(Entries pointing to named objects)
Start

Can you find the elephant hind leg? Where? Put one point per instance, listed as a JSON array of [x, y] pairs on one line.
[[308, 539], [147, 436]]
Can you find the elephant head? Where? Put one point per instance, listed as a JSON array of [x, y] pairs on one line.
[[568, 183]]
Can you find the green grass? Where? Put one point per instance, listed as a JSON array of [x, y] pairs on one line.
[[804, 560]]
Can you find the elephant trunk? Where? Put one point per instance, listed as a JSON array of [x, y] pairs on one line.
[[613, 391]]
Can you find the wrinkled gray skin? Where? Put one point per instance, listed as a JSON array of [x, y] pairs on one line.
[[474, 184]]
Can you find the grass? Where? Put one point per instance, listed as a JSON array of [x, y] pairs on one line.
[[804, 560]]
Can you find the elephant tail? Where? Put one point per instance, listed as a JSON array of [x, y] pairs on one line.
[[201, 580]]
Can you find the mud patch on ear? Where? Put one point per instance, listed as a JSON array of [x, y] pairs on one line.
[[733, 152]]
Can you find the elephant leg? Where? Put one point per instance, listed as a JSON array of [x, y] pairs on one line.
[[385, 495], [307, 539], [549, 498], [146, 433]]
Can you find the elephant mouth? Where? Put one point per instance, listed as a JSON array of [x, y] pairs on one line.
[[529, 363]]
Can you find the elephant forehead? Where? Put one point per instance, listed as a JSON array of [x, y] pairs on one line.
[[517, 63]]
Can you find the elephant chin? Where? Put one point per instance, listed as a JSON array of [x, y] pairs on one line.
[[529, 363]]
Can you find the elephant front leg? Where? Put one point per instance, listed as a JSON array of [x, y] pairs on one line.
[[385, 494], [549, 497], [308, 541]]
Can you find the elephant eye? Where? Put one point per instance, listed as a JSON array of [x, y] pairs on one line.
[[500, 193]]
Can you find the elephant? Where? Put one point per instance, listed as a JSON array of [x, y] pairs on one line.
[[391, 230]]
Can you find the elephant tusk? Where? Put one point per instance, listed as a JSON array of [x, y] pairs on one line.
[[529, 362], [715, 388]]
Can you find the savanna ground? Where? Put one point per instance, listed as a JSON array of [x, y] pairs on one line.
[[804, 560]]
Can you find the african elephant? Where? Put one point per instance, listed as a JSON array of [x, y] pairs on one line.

End

Copy the lines of the material without any change, starting at the line with "Can you find the elephant?" and continuing up to and including the line with "[[529, 362], [715, 388]]".

• _Response to the exercise_
Can you find the elephant? Where? Put one point per instance, listed as a JSON array of [x, y] pairs on one line.
[[391, 230]]
Can you find the elephant tusk? Where? Put one point per instance, listed as a JSON array of [x, y] pairs on one line.
[[529, 362], [715, 388]]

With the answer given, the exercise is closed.